What is needed is an exact transcription of the line with "slat with a single point per instance." and all the lines that follow it in the entries below; add nothing else.

Image-grounded pointing data
__________________________________________________

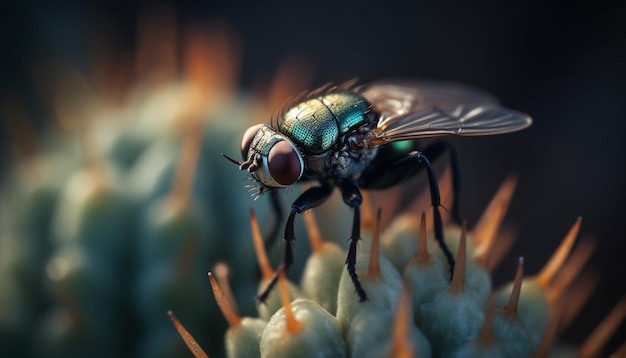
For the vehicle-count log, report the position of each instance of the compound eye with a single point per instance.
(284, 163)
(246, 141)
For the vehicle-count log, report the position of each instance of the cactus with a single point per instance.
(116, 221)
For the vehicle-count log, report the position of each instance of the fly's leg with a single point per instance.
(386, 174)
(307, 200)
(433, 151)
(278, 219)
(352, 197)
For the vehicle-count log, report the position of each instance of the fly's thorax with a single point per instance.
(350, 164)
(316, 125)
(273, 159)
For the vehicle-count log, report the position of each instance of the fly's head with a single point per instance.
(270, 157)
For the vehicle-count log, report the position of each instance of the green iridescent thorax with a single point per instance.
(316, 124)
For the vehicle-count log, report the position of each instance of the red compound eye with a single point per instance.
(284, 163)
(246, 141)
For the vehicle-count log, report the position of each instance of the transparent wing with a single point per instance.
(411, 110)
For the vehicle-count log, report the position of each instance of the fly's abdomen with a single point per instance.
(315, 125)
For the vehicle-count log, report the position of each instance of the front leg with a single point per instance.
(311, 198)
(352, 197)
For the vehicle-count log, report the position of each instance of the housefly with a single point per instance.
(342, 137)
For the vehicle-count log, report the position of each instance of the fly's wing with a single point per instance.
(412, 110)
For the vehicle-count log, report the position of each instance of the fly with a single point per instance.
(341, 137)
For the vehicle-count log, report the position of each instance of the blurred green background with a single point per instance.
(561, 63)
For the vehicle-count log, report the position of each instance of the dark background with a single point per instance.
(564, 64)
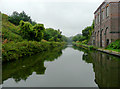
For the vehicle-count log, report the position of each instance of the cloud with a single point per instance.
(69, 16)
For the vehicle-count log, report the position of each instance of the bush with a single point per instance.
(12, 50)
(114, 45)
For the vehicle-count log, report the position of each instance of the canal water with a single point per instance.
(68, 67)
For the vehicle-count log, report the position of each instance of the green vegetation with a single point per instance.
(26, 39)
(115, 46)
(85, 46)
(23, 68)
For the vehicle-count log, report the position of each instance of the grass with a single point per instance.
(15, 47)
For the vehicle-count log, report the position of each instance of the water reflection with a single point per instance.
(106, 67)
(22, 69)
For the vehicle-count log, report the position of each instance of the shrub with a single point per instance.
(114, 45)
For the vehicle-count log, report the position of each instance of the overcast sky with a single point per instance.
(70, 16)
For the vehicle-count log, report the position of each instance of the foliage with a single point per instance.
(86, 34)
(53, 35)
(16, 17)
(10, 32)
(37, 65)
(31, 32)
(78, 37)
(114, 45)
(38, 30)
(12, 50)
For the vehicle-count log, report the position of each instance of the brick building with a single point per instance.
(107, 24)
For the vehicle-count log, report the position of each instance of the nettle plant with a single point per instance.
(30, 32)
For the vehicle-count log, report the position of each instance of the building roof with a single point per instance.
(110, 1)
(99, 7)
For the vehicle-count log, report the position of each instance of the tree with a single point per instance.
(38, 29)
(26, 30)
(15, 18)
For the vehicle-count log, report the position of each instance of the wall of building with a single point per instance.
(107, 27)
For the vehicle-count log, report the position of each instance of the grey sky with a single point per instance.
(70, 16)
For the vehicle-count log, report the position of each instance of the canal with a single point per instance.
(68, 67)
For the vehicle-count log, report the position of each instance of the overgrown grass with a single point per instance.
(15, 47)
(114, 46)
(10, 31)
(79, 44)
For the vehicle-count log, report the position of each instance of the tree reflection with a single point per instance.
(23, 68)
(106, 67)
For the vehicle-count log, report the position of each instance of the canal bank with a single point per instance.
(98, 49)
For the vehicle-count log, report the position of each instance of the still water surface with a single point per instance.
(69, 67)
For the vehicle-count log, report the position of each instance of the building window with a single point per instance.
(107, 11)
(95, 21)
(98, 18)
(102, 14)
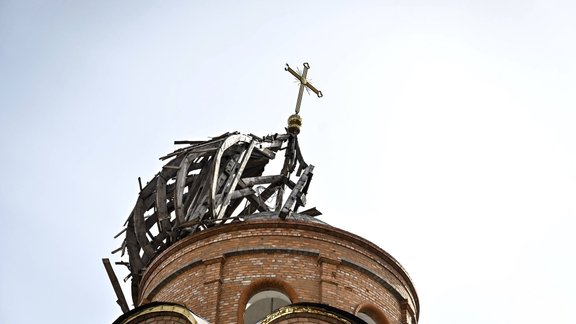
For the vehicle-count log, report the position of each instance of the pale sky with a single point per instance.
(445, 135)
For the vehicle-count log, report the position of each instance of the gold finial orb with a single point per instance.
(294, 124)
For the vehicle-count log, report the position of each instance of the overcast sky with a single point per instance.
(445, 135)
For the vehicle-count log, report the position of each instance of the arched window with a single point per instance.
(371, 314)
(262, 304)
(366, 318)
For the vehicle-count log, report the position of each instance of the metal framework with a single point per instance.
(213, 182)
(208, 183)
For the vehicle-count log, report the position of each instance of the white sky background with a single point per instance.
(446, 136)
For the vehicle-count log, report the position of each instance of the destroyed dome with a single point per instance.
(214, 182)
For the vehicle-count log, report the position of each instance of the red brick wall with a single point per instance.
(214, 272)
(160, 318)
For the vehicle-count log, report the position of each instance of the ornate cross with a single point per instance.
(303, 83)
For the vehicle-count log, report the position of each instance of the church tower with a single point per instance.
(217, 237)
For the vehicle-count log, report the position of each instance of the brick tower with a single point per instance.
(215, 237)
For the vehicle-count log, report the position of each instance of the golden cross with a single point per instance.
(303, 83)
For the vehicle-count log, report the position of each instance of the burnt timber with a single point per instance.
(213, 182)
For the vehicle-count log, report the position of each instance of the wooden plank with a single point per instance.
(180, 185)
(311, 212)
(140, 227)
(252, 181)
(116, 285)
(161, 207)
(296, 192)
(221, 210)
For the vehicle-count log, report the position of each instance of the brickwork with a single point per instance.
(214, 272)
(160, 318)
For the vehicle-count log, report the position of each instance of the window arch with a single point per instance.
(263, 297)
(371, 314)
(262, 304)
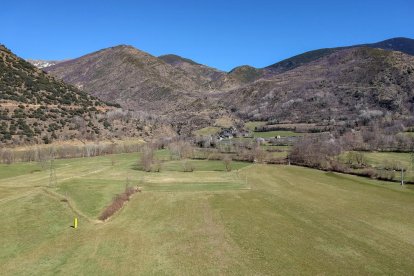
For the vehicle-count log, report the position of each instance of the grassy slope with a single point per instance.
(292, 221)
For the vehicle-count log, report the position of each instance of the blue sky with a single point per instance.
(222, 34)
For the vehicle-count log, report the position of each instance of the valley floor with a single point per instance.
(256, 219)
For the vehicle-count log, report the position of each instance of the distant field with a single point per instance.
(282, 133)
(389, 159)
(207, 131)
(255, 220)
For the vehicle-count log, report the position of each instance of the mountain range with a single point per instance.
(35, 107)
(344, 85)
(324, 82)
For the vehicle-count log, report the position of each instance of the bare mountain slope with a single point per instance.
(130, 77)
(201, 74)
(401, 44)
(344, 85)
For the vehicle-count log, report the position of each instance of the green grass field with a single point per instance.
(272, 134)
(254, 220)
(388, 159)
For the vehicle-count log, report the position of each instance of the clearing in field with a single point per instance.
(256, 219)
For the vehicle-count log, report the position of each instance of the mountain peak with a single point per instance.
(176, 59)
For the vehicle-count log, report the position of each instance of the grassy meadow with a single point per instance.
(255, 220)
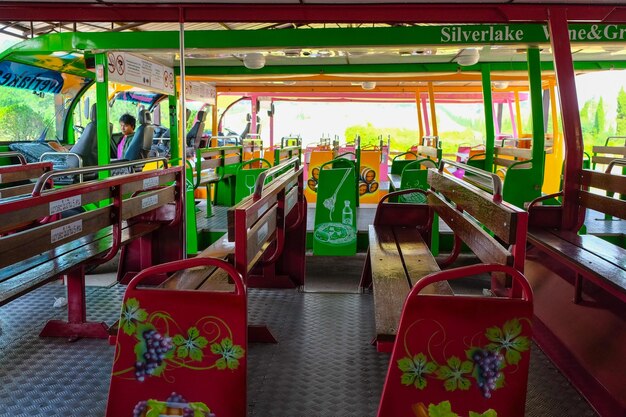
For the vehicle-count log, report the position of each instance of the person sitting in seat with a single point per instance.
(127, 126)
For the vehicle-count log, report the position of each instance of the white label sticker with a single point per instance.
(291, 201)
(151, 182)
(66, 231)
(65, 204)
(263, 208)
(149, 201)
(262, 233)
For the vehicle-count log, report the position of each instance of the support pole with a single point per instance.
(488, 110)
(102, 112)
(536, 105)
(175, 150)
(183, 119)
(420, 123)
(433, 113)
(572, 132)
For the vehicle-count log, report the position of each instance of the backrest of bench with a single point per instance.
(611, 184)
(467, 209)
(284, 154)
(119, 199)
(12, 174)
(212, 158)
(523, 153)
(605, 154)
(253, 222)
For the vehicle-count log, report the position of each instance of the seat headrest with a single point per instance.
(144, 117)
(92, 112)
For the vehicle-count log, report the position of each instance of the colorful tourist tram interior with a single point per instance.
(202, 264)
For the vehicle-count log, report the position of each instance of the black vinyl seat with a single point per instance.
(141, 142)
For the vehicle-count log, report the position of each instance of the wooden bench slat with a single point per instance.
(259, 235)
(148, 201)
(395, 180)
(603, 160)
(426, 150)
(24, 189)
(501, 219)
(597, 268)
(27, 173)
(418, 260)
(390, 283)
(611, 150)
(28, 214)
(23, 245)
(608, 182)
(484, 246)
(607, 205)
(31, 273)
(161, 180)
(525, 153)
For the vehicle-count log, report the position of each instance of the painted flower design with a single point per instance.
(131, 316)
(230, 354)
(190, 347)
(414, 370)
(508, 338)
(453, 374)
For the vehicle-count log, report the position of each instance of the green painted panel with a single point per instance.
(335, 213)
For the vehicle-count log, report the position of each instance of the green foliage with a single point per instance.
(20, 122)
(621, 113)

__________________________________________________

> SOLUTION
For the vehicle-count log, report the position of each instance of the wooden bench slat with a single point per instance.
(259, 235)
(148, 201)
(395, 180)
(603, 160)
(426, 150)
(24, 189)
(501, 219)
(597, 268)
(27, 173)
(418, 260)
(390, 283)
(611, 150)
(28, 214)
(23, 245)
(608, 182)
(484, 246)
(607, 205)
(31, 273)
(161, 180)
(525, 153)
For the vehicle-count log, report the position of each instance of the painted flower design with a single point per instance.
(131, 316)
(230, 354)
(190, 347)
(414, 370)
(508, 338)
(453, 374)
For the vehicle-count log, report the position of each instance of the green painted panel with a single point per instance.
(335, 213)
For the vehicle-count log, report the position of each instance of the green foliage with a single point per instance.
(20, 122)
(621, 113)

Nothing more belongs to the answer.